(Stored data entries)
--- --- ---
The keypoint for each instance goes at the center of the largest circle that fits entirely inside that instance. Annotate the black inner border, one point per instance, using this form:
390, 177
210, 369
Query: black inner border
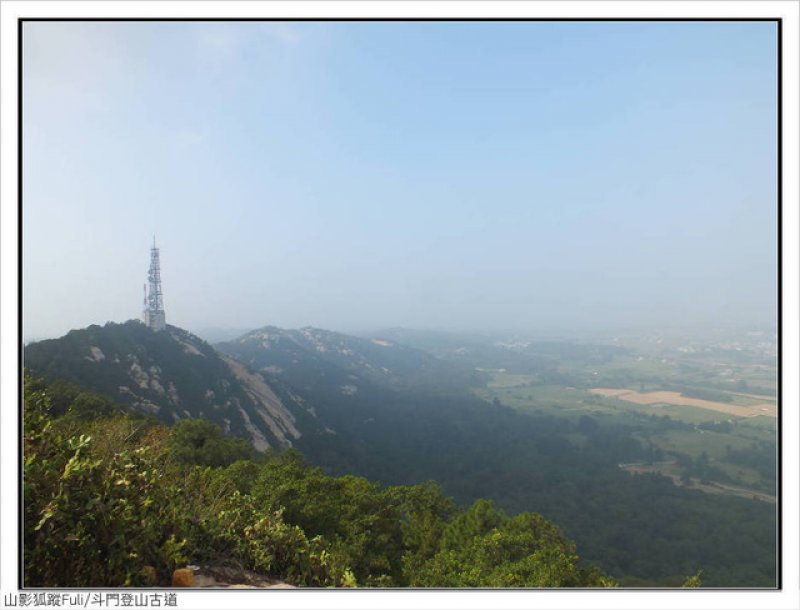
779, 51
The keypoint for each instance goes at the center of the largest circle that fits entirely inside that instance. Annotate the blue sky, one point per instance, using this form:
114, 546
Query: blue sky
522, 175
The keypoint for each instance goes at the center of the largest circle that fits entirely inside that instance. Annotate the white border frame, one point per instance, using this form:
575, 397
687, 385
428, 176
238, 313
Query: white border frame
788, 10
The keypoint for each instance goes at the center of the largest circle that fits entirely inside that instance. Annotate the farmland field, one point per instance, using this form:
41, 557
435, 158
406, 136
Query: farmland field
710, 415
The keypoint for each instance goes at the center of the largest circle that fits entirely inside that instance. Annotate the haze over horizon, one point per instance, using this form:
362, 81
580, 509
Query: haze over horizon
453, 175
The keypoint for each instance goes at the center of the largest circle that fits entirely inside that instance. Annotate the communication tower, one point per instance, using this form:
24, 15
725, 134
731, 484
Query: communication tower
153, 299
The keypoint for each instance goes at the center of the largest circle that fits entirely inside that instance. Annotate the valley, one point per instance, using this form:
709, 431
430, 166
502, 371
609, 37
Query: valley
650, 491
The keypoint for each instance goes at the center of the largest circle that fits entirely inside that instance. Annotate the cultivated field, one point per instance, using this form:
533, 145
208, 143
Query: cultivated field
675, 398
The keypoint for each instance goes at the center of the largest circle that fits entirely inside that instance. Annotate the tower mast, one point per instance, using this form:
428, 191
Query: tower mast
154, 300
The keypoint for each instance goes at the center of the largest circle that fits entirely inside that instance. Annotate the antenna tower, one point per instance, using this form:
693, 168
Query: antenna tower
154, 300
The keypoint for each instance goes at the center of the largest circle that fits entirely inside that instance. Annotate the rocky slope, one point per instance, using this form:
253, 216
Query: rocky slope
173, 375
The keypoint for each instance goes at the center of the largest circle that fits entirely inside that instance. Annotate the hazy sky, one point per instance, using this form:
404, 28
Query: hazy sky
359, 175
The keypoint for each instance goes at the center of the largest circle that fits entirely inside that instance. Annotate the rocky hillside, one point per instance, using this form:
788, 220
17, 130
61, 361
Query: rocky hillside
307, 354
173, 375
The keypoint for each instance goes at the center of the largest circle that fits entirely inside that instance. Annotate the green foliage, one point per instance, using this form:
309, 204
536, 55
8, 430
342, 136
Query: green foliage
109, 498
693, 582
354, 516
484, 548
199, 443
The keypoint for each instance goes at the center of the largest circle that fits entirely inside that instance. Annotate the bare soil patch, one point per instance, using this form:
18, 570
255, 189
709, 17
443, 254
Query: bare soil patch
676, 398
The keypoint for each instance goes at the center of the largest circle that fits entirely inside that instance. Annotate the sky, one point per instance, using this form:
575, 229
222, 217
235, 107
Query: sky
353, 176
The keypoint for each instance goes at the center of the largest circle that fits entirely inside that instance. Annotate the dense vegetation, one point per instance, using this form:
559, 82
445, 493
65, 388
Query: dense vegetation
641, 529
559, 461
116, 499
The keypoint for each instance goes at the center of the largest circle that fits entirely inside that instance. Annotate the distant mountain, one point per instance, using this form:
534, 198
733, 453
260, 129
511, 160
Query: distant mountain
306, 356
173, 375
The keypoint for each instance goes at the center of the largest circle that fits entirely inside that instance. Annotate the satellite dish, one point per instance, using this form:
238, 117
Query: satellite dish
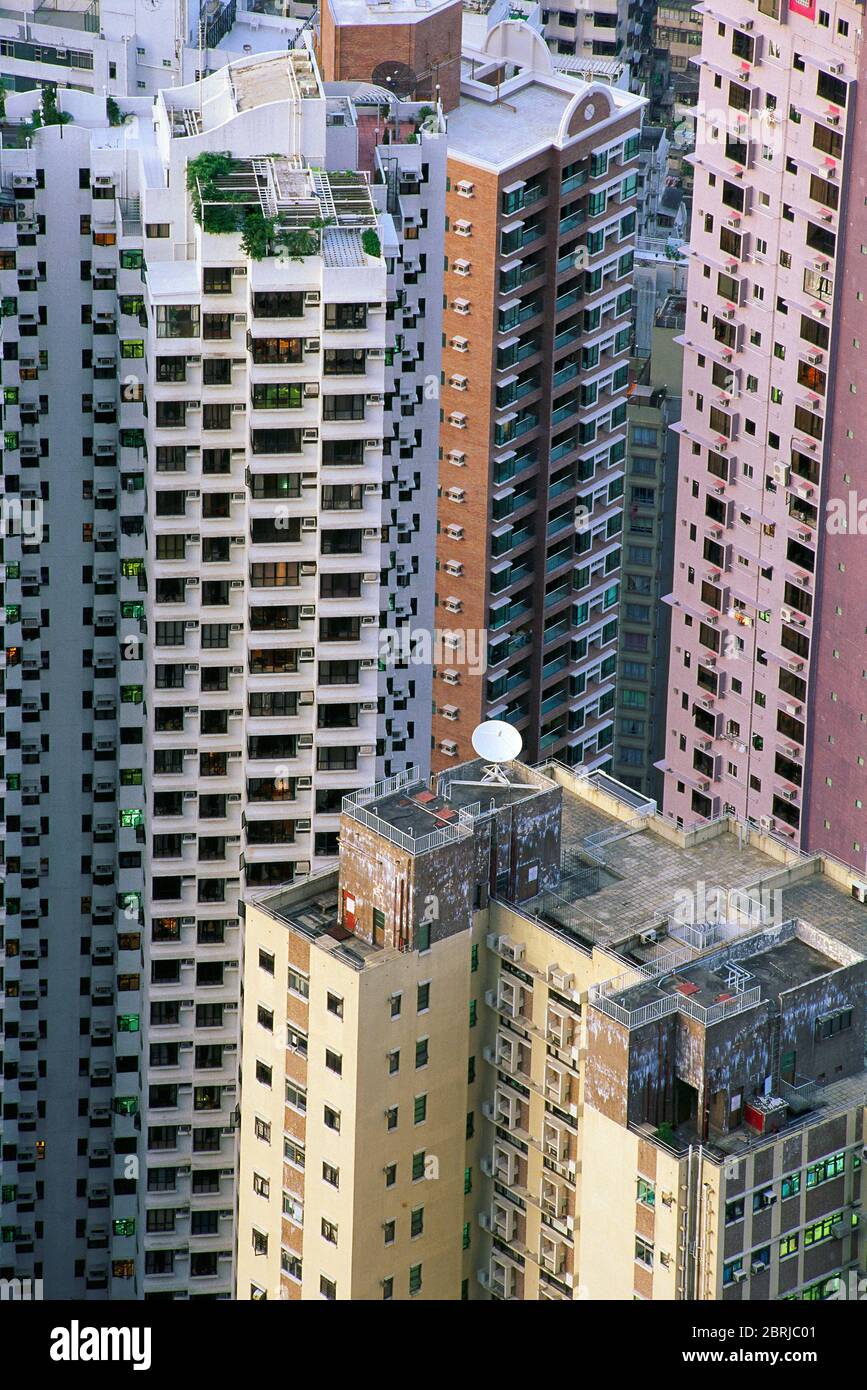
396, 77
496, 742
--- --- ---
* _What is expected_
Exactly as they appear above, write out all the entries, but not the images.

* _Result of this exercise_
The keypoint for each instance goes at the center of the largest circle that fits entirely inside that instance. Annotate the black inner border, one point per instance, using this form:
390, 177
210, 369
Query: black inner border
779, 51
The keypoint for each instance goes at the center of the largest circle that fits entirely inside that instance. Annotate the blue sky, one point per instance, using this form:
114, 546
Query: blue sky
522, 175
The keypoint for each instance goes at the center of the largest circle that fits entirely inside that instance. Annotate the white border frame, one point per instance, using this form:
575, 397
687, 385
428, 176
238, 313
Query: white border frame
788, 10
The keypoint for each instance goes at the center of the largest circle that fits entirely inside that instance. Annotate the farmland field, one point per instance, using this form:
41, 557
435, 158
406, 136
Query: farmland field
710, 415
The keypoint for each instance goes at the center of the largest circle that fits entirely inside that instance. Annotate the haze over horizon, one point per instance, using this form:
362, 81
580, 509
Query: haze over horizon
453, 175
The keypoint for each instance goes at the center of the largest circle that fits entirely inside that instance. Annotate the communication tower, one point per instance, using this form:
24, 15
725, 134
731, 484
Query: communication tower
153, 299
The keypoint for each instance goes at the center of the largest circle that fits entirely inside that instance. Annotate the valley, one point per instance, using this form:
709, 431
430, 166
502, 371
609, 37
Query: valley
650, 491
The keypoint for each instance goes at the center of the largest circle that fits entirely inside that instance. Annotate the cultivated field, one point per instance, using this form:
533, 145
208, 143
Query: cultivated field
675, 398
The keypoint for each instance goes at the center of the largest circle that fits entirely inside that instance. Annotate the tower mast, one point per instance, using this form:
428, 191
Query: tower mast
154, 300
The keypoint for each instance goes at the center of the largest circle that fits entirely inside that instance. Annotate the antenna tower, one point per instance, using this form:
693, 168
Query: antenna tower
154, 300
The keypoint for each instance goes at the center of the largest circle that fits entirely inside that instance. Annotate the rocky slope, one point per instance, using this form:
253, 216
Query: rocky slope
173, 375
The keypoint for each instance goes at the center of the largest circle that fits entirely inside that instance. Annotate the hazy sky, one point per instance, using this form:
404, 28
Query: hazy sky
359, 175
The keypoint for each instance goes at the center of the largest circle that fits entirely inside that instance. Annotate the rocky hillside, one point per instance, using this form:
788, 220
17, 130
61, 361
Query: rocky hillside
307, 354
173, 375
The keypoint for each instance goes at the center of the largest circle that fits entirely inside that instance. Annotate the green foliage, one point per instance, using this form:
309, 204
536, 55
8, 430
342, 136
Query: green foliage
109, 498
693, 582
354, 516
484, 548
199, 443
The keypoint for each instance goes at the center of the largest circle that fits entirely inside that instance. Annotate the bare soil patch, one point per instance, using this form:
18, 570
255, 189
709, 17
443, 254
Query: bare soil patch
676, 398
The keypoint for each instance goes at the center of the largest circle that fits entirely inside that instance. Annotate the sky, one point per instance, using this form:
575, 229
222, 217
235, 107
Query: sky
353, 176
The keypoint for each instance goes at the center of the largest circle that fits entirely inside that instance. Annotate the dense vegetation, one point per instance, using this form:
559, 82
445, 493
65, 388
Query: dense vegetation
641, 529
559, 461
116, 499
The keypoint for each instance goes at the center of the largest circle that fits entirely inside that instance. Annotate the distant mountain, one point per instance, using this form:
534, 198
733, 453
260, 129
511, 160
Query: distant mountain
306, 356
173, 375
The keypoint for each instance goes at the center of the largest circle that fits entirely inside that instance. Annotate the satellite dish, one point per instance, using this form:
238, 117
Query: satellite dish
396, 77
496, 742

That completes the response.